>> begin Data in this exercise

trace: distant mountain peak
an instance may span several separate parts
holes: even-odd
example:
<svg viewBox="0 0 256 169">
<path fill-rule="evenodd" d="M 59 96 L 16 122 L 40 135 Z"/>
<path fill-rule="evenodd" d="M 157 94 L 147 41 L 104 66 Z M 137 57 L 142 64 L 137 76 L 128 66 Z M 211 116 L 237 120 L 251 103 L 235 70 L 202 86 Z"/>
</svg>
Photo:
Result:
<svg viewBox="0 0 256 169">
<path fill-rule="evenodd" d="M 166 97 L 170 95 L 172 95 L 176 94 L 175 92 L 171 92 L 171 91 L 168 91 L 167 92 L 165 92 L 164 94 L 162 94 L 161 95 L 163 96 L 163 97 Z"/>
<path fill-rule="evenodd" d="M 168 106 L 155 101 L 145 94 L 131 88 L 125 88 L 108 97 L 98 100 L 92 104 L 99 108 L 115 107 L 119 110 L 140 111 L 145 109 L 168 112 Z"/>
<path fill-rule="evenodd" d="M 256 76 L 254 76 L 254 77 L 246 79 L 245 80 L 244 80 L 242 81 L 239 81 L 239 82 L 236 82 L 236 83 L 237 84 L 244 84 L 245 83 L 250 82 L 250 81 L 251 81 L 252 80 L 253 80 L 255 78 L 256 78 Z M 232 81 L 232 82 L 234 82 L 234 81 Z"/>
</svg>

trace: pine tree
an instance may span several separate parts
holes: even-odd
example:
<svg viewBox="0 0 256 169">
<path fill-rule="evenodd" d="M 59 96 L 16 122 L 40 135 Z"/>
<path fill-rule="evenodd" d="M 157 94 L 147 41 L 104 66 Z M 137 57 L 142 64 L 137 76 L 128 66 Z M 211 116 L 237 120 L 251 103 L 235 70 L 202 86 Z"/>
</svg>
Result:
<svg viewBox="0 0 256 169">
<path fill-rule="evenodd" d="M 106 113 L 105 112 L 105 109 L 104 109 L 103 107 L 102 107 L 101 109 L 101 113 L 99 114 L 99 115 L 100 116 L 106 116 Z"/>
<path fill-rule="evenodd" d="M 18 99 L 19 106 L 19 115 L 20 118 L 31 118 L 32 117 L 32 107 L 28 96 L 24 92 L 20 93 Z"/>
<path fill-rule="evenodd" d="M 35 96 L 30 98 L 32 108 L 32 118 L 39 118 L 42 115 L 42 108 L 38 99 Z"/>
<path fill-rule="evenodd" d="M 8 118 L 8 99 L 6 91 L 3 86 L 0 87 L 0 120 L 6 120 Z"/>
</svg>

>> end Data in this exercise

## Work instructions
Please convert every line of the rows above into a JSON list of strings, one string per line, leaving out any blank lines.

## Task solution
[
  "trace: distant mountain peak",
  "an instance may span several separate parts",
  "holes: even-odd",
  "example:",
  "<svg viewBox=\"0 0 256 169\">",
  "<path fill-rule=\"evenodd\" d=\"M 59 96 L 16 122 L 40 135 Z\"/>",
  "<path fill-rule=\"evenodd\" d=\"M 157 94 L 147 41 L 104 66 Z M 137 57 L 142 64 L 137 76 L 128 66 Z M 211 116 L 237 120 L 251 103 L 235 70 L 202 86 Z\"/>",
  "</svg>",
  "Photo:",
  "Result:",
  "<svg viewBox=\"0 0 256 169\">",
  "<path fill-rule=\"evenodd\" d=\"M 166 97 L 170 95 L 172 95 L 176 94 L 175 92 L 171 92 L 171 91 L 168 91 L 167 92 L 165 92 L 164 94 L 162 94 L 161 95 L 163 96 L 163 97 Z\"/>",
  "<path fill-rule=\"evenodd\" d=\"M 168 106 L 155 101 L 145 94 L 131 88 L 125 88 L 108 97 L 98 100 L 92 104 L 99 108 L 115 107 L 119 110 L 140 111 L 145 109 L 168 112 Z\"/>",
  "<path fill-rule=\"evenodd\" d=\"M 256 76 L 254 76 L 254 77 L 246 79 L 245 80 L 244 80 L 242 81 L 239 81 L 239 82 L 236 82 L 236 83 L 237 84 L 244 84 L 245 83 L 250 82 L 250 81 L 251 81 L 252 80 L 253 80 L 255 78 L 256 78 Z M 232 81 L 232 82 L 234 82 L 234 81 Z\"/>",
  "</svg>",
  "trace: pine tree",
  "an instance may span several separate parts",
  "holes: even-odd",
  "example:",
  "<svg viewBox=\"0 0 256 169\">",
  "<path fill-rule=\"evenodd\" d=\"M 59 96 L 16 122 L 40 135 Z\"/>",
  "<path fill-rule=\"evenodd\" d=\"M 157 94 L 147 41 L 104 66 Z M 137 57 L 142 64 L 137 76 L 128 66 Z M 211 116 L 237 120 L 251 103 L 235 70 L 202 86 Z\"/>",
  "</svg>",
  "Result:",
  "<svg viewBox=\"0 0 256 169\">",
  "<path fill-rule=\"evenodd\" d=\"M 106 113 L 105 112 L 105 109 L 104 109 L 103 107 L 102 107 L 101 109 L 101 113 L 99 114 L 99 115 L 100 116 L 106 116 Z\"/>",
  "<path fill-rule=\"evenodd\" d=\"M 18 99 L 19 106 L 19 115 L 20 118 L 31 118 L 32 117 L 32 107 L 28 96 L 24 92 L 20 93 Z\"/>",
  "<path fill-rule=\"evenodd\" d=\"M 35 96 L 30 98 L 32 108 L 32 118 L 39 118 L 42 115 L 42 108 L 38 99 Z\"/>",
  "<path fill-rule=\"evenodd\" d=\"M 8 118 L 8 99 L 6 91 L 3 86 L 0 87 L 0 120 L 6 120 Z\"/>",
  "</svg>"
]